▶ _DOCUMENT SOURCE_:

* * * * *

42Rome et Alexandrie ont pu aussi bénéficier de députés. Ainsi en 382 Sévère, préfet de la ville de Rome, est destinataire d’une constitution lui rappelant que la faculté de nommer (ordinare) des députés est libre pour permettre d’apporter les vœux62. De même en 416, l’empereur rappelle que si la ville d’Alexandrie envoie une délégation, tous les curiales doivent se réunir et leurs délibérations pour avoir force probante sont insinuées par le préfet augustal, justement pour éviter des modifications63.
43Les assemblées provinciales par leur composition montrent que les curies restent dans l’antiquité tardive la base de toute l’organisation administrative, voire socio-administrative. Les cités sont donc identifiées à un groupe d’hommes qui forment un ordo doté de la personnalité morale. À leur tête on trouve des dirigeants appelés principales, decemprimi ou bouleutes. Les responsables de certaines tâches sont spécialement élus, ainsi les percepteurs et les receveurs d’après une constitution de 386 adressée au préfet du prétoire d’Orient64. Une constitution adressée au préfet des Gaules en 409 ou 412 évoque ceux qui sont élus (ou choisis) par le consentement de la curie65.
44Bien évidemment l’empereur en exigeant le choix de certains membres de la curie pour accomplir des tâches spécifiques ne se fait pas le chantre d’une quelconque démocratie. Il veut de la sorte dégager des responsables, avec le consentement de la curie, qui subissent la répression appropriée en cas de dysfonctionnement.
45D’autres groupes organisés en corps sont, à l’instar des curies, contraints de désigner des responsables.

* * * * *

▶ _ENREGISTREMENTS FOURNIS_:
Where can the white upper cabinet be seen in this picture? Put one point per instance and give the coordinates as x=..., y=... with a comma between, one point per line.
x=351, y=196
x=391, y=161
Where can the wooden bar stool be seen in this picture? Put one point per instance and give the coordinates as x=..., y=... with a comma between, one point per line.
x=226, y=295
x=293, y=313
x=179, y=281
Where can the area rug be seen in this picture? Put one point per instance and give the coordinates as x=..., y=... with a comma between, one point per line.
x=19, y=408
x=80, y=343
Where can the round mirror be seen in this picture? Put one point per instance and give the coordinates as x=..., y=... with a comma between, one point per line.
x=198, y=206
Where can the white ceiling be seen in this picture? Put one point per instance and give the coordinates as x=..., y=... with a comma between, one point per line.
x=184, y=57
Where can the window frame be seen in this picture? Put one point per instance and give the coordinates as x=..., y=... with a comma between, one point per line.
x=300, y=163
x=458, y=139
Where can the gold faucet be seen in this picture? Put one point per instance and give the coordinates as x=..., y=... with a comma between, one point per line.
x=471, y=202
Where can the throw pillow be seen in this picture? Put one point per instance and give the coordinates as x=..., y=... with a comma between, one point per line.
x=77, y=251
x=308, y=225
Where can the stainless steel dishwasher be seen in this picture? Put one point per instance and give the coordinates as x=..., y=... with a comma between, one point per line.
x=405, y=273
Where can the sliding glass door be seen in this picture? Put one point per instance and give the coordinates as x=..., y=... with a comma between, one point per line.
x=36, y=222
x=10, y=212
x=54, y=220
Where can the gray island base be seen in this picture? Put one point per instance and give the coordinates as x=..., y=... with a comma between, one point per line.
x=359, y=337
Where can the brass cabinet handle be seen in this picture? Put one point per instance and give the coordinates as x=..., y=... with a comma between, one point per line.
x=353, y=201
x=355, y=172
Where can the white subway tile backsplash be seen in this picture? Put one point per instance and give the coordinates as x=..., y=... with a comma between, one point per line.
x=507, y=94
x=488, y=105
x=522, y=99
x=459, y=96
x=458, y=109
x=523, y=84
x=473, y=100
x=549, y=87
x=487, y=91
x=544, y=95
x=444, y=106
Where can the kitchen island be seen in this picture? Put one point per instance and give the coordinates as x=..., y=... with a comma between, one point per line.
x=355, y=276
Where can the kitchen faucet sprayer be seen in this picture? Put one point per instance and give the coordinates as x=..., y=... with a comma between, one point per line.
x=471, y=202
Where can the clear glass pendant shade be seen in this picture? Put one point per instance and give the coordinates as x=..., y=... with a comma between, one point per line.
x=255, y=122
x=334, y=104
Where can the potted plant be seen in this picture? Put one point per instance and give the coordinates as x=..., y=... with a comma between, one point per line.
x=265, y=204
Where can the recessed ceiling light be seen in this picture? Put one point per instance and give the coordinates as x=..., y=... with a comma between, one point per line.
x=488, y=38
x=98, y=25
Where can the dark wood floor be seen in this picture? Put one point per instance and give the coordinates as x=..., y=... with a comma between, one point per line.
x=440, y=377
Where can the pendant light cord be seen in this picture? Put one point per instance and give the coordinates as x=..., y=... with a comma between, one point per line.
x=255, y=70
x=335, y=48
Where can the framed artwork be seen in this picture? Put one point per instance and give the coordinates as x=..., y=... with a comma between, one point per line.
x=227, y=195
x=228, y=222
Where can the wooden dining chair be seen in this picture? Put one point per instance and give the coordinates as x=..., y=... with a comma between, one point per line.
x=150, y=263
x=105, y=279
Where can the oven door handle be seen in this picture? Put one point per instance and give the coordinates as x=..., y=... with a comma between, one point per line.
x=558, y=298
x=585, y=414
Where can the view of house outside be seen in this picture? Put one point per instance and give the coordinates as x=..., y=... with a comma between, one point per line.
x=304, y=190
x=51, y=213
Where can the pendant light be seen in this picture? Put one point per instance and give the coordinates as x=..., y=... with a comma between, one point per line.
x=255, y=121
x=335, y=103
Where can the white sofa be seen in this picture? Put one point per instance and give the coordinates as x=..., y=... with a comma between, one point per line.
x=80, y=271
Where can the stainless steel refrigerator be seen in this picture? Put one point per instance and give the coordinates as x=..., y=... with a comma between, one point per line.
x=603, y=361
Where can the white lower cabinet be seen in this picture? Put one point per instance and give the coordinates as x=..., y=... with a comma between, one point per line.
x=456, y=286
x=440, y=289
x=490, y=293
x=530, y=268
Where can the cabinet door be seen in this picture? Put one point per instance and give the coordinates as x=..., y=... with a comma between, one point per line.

* * * * *

Dans le texte sur les curies de l’Antiquité tardive, recopiez le passage compris entre "44Bien évidemment l’empereur" et "cas de dysfonctionnement." inclus, en y remplaçant "démocratie" par "république".

▶ _RÉPONSE RÉDIGÉE_:
44Bien évidemment l’empereur en exigeant le choix de certains membres de la curie pour accomplir des tâches spécifiques ne se fait pas le chantre d’une quelconque république. Il veut de la sorte dégager des responsables, avec le consentement de la curie, qui subissent la répression appropriée en cas de dysfonctionnement.